• [Requirement]: Render every item below as a Markdown table with the columns Row and Line, giving each row a number and skipping blank lines.

• [Available records]:

=-=-=-=-=

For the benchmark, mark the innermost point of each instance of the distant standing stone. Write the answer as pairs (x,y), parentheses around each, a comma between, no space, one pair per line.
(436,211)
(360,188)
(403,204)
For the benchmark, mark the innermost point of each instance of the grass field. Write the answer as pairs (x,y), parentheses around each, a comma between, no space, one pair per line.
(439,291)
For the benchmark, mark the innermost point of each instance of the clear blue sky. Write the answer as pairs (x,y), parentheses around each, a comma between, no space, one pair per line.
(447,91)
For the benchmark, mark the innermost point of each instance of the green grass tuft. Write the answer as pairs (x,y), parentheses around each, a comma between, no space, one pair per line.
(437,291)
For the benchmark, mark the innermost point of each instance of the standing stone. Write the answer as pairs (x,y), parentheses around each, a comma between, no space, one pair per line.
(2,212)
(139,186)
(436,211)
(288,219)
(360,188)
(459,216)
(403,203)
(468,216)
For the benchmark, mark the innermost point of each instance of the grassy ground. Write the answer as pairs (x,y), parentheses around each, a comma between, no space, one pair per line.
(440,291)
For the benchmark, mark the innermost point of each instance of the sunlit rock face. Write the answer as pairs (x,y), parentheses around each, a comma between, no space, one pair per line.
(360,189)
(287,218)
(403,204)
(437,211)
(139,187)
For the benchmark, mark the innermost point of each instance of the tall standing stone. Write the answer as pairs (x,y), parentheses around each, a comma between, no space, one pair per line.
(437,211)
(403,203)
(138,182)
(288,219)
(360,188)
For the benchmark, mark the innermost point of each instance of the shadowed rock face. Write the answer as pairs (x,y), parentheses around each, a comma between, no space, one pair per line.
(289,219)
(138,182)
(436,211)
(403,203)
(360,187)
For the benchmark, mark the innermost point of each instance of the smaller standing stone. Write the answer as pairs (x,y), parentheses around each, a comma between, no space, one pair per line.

=-=-=-=-=

• [Answer to the task]:
| Row | Line |
|---|---|
| 1 | For the benchmark, mark the innermost point of each instance of the distant standing stone. Write the answer as pairs (x,y), parentheses around each, a comma between, no space, one pair per line. |
| 2 | (436,211) |
| 3 | (360,188) |
| 4 | (403,204) |
| 5 | For the benchmark, mark the innermost point of each instance of the grass field. Write the answer as pairs (x,y), parentheses around each, a comma between, no space, one pair per line. |
| 6 | (439,291) |
| 7 | For the benchmark, mark the innermost point of each instance of the clear blue sky. Write the answer as pairs (x,y), parentheses around each, a comma between, no space, one pair per line. |
| 8 | (447,91) |
| 9 | For the benchmark, mark the innermost point of each instance of the green grass tuft. Write the answer as pairs (x,y), parentheses around each, a comma between, no space, one pair per line. |
| 10 | (437,291) |
| 11 | For the benchmark, mark the innermost point of each instance of the standing stone. Write the answer as pairs (x,y), parentheses around each, a comma between, no space, one pair per line. |
| 12 | (2,212) |
| 13 | (139,186) |
| 14 | (436,211) |
| 15 | (288,219) |
| 16 | (360,188) |
| 17 | (459,216) |
| 18 | (403,203) |
| 19 | (468,216) |
| 20 | For the benchmark, mark the innermost point of each instance of the grassy ground. Write the answer as pairs (x,y), parentheses around each, a comma between, no space, one pair per line. |
| 21 | (440,291) |
| 22 | For the benchmark, mark the innermost point of each instance of the sunlit rock face. Write the answer as pairs (x,y), parentheses around each, a comma between, no space, one pair per line. |
| 23 | (360,189) |
| 24 | (287,218) |
| 25 | (403,204) |
| 26 | (437,211) |
| 27 | (139,187) |
| 28 | For the benchmark, mark the innermost point of each instance of the tall standing stone. Write the answer as pairs (x,y), parentheses around each, a comma between, no space, one pair per line. |
| 29 | (437,211) |
| 30 | (403,203) |
| 31 | (138,182) |
| 32 | (288,219) |
| 33 | (360,188) |
| 34 | For the benchmark, mark the innermost point of each instance of the shadowed rock face. Write the answer as pairs (x,y), parentheses around each, a comma between, no space, one pair per line. |
| 35 | (289,219) |
| 36 | (138,182) |
| 37 | (436,211) |
| 38 | (403,203) |
| 39 | (360,187) |
| 40 | For the benchmark, mark the innermost point of each instance of the smaller standing stone. Write the answer as pairs (x,y), parentheses around each, a comma between, no space, one pair per line. |